(TASK REQUIREMENTS): Copy the lines that begin with the one containing "Spot the lanyard" and run through the end of the entries, changing nothing.

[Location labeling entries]
────────────────────────────────────────
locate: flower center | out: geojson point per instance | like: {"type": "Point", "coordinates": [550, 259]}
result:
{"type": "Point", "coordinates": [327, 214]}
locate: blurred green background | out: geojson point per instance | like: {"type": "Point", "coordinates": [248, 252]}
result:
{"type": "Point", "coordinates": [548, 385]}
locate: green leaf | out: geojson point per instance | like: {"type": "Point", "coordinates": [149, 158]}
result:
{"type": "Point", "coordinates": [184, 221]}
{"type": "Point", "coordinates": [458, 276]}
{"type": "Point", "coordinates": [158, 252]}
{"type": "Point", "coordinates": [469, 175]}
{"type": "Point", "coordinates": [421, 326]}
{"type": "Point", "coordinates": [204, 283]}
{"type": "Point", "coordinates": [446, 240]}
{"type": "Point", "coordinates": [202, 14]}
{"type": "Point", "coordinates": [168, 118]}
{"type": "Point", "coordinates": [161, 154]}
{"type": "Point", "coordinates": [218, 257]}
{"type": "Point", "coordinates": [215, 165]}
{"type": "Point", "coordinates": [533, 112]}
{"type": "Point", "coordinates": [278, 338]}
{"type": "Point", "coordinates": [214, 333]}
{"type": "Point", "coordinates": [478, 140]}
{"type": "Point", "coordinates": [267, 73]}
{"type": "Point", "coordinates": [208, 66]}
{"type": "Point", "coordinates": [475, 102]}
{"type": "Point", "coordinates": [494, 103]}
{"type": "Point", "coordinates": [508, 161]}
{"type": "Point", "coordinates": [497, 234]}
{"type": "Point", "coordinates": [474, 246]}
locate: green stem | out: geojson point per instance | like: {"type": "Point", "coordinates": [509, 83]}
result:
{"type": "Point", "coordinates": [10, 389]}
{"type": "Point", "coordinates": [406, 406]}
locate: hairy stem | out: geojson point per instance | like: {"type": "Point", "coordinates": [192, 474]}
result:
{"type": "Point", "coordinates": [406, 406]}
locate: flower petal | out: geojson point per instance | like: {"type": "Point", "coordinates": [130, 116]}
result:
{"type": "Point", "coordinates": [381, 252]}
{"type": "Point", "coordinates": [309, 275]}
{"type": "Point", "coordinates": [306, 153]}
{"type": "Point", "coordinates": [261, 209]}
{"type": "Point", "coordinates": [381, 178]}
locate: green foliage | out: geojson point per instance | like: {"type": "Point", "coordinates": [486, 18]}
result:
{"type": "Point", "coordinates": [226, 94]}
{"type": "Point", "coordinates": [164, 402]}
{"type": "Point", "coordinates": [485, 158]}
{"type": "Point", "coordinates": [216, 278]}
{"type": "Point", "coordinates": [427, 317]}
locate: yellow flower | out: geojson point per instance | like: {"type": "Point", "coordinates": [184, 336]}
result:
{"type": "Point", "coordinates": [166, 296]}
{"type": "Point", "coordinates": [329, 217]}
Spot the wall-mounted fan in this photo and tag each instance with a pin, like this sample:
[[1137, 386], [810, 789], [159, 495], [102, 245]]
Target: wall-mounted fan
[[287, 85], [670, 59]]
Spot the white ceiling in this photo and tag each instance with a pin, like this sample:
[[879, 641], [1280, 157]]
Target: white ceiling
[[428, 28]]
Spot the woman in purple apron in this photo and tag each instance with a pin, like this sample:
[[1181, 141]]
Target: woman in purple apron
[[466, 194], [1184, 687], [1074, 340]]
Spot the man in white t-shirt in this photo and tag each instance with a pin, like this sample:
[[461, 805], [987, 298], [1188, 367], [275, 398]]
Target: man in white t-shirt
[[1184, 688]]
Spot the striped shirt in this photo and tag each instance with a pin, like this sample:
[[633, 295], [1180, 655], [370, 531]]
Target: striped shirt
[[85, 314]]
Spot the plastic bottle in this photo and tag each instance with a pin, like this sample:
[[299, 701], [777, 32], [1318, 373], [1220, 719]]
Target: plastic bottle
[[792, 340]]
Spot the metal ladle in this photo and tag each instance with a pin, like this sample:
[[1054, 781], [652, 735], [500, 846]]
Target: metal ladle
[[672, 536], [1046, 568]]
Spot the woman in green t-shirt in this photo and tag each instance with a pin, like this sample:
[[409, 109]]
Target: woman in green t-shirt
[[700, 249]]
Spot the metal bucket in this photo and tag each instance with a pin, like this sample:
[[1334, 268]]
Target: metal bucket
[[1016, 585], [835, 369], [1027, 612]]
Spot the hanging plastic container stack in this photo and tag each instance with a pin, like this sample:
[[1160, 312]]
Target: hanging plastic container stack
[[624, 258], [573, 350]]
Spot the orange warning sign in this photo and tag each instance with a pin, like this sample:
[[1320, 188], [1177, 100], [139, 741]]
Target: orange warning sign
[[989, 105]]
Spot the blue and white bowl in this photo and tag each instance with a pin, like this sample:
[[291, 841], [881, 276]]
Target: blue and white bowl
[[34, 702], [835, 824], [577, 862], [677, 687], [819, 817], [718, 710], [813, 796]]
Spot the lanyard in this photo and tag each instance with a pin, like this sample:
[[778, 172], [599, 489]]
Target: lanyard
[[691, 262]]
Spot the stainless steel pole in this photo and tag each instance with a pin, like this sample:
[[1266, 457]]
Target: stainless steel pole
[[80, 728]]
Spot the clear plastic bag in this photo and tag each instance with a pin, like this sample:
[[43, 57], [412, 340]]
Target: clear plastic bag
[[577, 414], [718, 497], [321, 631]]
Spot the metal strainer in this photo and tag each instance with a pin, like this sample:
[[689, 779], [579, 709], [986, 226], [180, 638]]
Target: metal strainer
────────────────────────────────────────
(COMPLETE RESPONSE):
Spot the lanyard in this photo and tag each instance with a pin, like this sample:
[[778, 172], [599, 489]]
Target: lanyard
[[691, 262]]
Spot the stainless steel pole in this photo and tag each instance with a pin, like this sample:
[[1266, 457]]
Target: stainless steel pole
[[80, 728]]
Spot the clear plastic bag in this photo and tag each instance with a pin, like this sample:
[[43, 57], [412, 340]]
Target: clear plastic bag
[[577, 414], [718, 497], [321, 631]]
Spot the metal strainer in this photo and tag each instance with a pin, like this sample:
[[689, 779], [579, 709], [986, 226], [180, 638]]
Target: metal strainer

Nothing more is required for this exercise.